┌──

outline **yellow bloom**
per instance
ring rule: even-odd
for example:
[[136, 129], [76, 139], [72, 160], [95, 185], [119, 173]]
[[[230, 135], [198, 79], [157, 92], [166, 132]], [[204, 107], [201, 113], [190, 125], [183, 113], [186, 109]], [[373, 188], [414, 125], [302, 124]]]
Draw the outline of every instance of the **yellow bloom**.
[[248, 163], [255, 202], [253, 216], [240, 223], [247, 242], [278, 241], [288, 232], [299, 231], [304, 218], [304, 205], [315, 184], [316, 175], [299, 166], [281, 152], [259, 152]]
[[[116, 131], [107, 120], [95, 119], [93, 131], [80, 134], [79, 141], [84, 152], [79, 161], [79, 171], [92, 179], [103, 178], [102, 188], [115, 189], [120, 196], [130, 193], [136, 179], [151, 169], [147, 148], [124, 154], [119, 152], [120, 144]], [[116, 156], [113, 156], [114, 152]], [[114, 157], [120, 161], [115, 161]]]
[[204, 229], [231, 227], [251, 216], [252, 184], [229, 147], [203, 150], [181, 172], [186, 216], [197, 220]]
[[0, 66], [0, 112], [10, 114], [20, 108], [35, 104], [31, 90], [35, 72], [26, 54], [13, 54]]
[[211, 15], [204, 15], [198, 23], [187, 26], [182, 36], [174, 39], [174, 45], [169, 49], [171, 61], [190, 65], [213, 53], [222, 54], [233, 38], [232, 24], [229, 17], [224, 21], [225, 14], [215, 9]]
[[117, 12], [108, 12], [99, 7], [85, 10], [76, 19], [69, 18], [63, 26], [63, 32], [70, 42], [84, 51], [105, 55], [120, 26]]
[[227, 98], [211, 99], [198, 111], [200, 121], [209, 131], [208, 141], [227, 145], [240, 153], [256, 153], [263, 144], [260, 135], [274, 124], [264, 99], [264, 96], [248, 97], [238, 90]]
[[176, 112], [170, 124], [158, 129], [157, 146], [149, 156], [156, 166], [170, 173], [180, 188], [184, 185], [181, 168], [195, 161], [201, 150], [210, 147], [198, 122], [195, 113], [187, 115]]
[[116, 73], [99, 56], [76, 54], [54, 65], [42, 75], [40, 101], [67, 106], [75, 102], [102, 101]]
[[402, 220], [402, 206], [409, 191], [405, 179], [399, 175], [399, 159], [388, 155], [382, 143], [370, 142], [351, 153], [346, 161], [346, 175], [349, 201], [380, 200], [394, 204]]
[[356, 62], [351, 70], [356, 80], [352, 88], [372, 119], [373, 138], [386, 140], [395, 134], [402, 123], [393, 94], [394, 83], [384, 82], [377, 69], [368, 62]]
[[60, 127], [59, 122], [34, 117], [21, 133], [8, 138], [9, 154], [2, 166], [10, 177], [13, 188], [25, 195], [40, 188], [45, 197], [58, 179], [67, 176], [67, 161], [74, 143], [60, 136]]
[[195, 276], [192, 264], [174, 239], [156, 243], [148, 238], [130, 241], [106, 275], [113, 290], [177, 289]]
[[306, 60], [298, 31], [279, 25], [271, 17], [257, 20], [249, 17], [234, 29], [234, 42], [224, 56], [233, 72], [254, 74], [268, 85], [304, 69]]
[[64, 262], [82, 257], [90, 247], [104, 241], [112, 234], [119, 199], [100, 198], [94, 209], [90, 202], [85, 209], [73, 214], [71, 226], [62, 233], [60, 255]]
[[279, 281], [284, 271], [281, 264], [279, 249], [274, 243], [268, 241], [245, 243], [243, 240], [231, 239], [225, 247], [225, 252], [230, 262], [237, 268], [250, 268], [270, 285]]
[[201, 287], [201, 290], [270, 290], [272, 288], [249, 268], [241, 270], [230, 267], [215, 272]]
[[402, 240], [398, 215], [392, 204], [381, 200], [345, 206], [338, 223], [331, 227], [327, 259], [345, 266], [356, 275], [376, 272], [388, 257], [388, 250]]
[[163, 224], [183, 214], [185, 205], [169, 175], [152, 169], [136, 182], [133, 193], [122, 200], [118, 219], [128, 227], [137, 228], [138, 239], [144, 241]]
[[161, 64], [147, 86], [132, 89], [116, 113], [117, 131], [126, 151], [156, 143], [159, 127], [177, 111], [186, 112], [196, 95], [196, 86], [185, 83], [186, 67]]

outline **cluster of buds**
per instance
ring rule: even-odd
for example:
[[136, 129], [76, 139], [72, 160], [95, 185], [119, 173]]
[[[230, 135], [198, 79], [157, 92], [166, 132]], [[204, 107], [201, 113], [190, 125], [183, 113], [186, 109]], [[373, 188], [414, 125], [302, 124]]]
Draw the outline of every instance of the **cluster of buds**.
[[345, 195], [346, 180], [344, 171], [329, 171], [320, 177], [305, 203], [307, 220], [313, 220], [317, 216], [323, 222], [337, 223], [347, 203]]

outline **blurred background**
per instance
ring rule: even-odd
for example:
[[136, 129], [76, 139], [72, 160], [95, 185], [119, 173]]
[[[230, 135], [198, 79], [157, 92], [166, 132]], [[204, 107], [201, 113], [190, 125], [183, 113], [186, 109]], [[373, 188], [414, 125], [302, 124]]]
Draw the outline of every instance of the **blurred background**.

└──

_What you should do_
Rewrite all the items above with every "ring rule" replaced by "fill rule", keeping everything else the same.

_Result below_
outline **yellow bloom**
per instance
fill rule: even-odd
for example:
[[136, 129], [76, 139], [72, 160], [95, 185], [119, 173]]
[[[230, 135], [198, 79], [157, 92], [166, 132]], [[204, 107], [201, 113], [190, 125], [183, 113], [186, 109]], [[373, 188], [414, 125], [302, 124]]]
Draw the outline of every instance of the **yellow bloom**.
[[248, 163], [255, 202], [253, 216], [240, 223], [247, 242], [278, 241], [288, 232], [299, 231], [304, 218], [304, 205], [315, 184], [316, 175], [299, 166], [281, 152], [259, 152]]
[[[116, 131], [107, 120], [95, 119], [93, 131], [80, 134], [79, 141], [84, 152], [79, 161], [79, 171], [92, 179], [103, 178], [102, 188], [115, 189], [120, 196], [130, 193], [136, 179], [151, 169], [147, 148], [124, 154], [119, 152], [120, 144]], [[116, 156], [113, 156], [114, 152]], [[114, 157], [120, 161], [115, 161]]]
[[204, 229], [231, 227], [251, 216], [252, 184], [229, 147], [203, 150], [181, 172], [186, 216], [197, 220]]
[[0, 66], [0, 112], [10, 114], [20, 108], [35, 104], [31, 90], [35, 72], [26, 54], [13, 54]]
[[211, 15], [204, 15], [198, 23], [187, 26], [182, 36], [174, 39], [174, 45], [169, 49], [171, 61], [190, 65], [213, 53], [222, 54], [233, 38], [232, 24], [229, 17], [224, 21], [225, 14], [215, 9]]
[[117, 12], [108, 12], [99, 7], [85, 10], [76, 19], [69, 18], [63, 26], [63, 32], [70, 42], [84, 51], [105, 55], [120, 26]]
[[227, 98], [211, 99], [198, 111], [200, 121], [209, 131], [208, 141], [227, 145], [240, 153], [256, 153], [263, 144], [260, 135], [274, 124], [264, 99], [264, 96], [248, 97], [238, 90]]
[[176, 112], [170, 124], [158, 129], [157, 146], [149, 156], [156, 166], [170, 173], [180, 188], [184, 185], [181, 168], [195, 161], [201, 150], [210, 147], [198, 122], [195, 113], [187, 115]]
[[116, 73], [99, 56], [76, 54], [54, 65], [42, 75], [40, 101], [67, 106], [75, 102], [102, 101]]
[[402, 220], [402, 206], [409, 191], [405, 179], [399, 175], [399, 159], [388, 155], [382, 143], [370, 142], [351, 153], [346, 161], [346, 175], [349, 201], [380, 200], [394, 204]]
[[356, 62], [351, 70], [356, 80], [352, 88], [372, 119], [373, 138], [386, 140], [395, 134], [402, 123], [393, 94], [394, 83], [384, 82], [377, 69], [368, 62]]
[[60, 127], [59, 122], [34, 117], [21, 133], [8, 138], [9, 154], [2, 166], [10, 177], [13, 188], [25, 195], [40, 188], [45, 197], [58, 179], [67, 176], [67, 161], [74, 143], [60, 136]]
[[195, 276], [192, 264], [174, 239], [156, 243], [148, 238], [130, 241], [106, 275], [113, 290], [177, 289]]
[[306, 60], [298, 31], [279, 25], [271, 17], [257, 20], [249, 17], [234, 29], [234, 42], [224, 56], [233, 72], [254, 74], [268, 85], [304, 69]]
[[64, 262], [82, 257], [90, 247], [104, 241], [112, 234], [119, 199], [100, 198], [94, 209], [90, 202], [85, 209], [73, 214], [71, 226], [62, 233], [60, 255]]
[[279, 281], [284, 271], [281, 264], [279, 249], [274, 243], [268, 241], [245, 243], [243, 240], [231, 239], [225, 247], [225, 252], [230, 262], [237, 268], [250, 268], [270, 285]]
[[201, 287], [201, 290], [270, 290], [272, 288], [249, 268], [241, 270], [230, 267], [215, 272]]
[[402, 240], [398, 215], [392, 204], [381, 200], [345, 206], [338, 223], [331, 227], [327, 259], [345, 266], [356, 275], [376, 272], [388, 257], [388, 250]]
[[163, 224], [183, 214], [185, 205], [169, 175], [152, 169], [136, 182], [133, 193], [122, 200], [118, 219], [128, 227], [137, 228], [138, 239], [144, 241]]
[[161, 64], [147, 86], [132, 89], [116, 113], [117, 131], [126, 151], [156, 143], [159, 127], [177, 111], [186, 112], [196, 95], [196, 86], [185, 83], [186, 67]]

outline **cluster of buds**
per instance
fill rule: even-odd
for example:
[[136, 129], [76, 139], [72, 160], [95, 185], [119, 173]]
[[[230, 135], [198, 79], [157, 92], [166, 132]], [[204, 107], [201, 113], [190, 125], [183, 113], [186, 109]], [[373, 188], [414, 125], [302, 124]]]
Draw the outline of every instance of the **cluster of buds**.
[[345, 195], [346, 180], [344, 171], [329, 171], [320, 177], [305, 203], [307, 220], [313, 220], [317, 216], [323, 222], [337, 223], [347, 203]]

outline **blurred background**
per instance
fill rule: even-odd
for example:
[[136, 129], [76, 139], [72, 160], [95, 185], [119, 173]]
[[[230, 135], [198, 79], [157, 92], [166, 132]], [[204, 107], [201, 113], [190, 125], [183, 113], [186, 109]], [[373, 188], [414, 125], [302, 124]]]
Draw the outline of every instance of the **blurred background**.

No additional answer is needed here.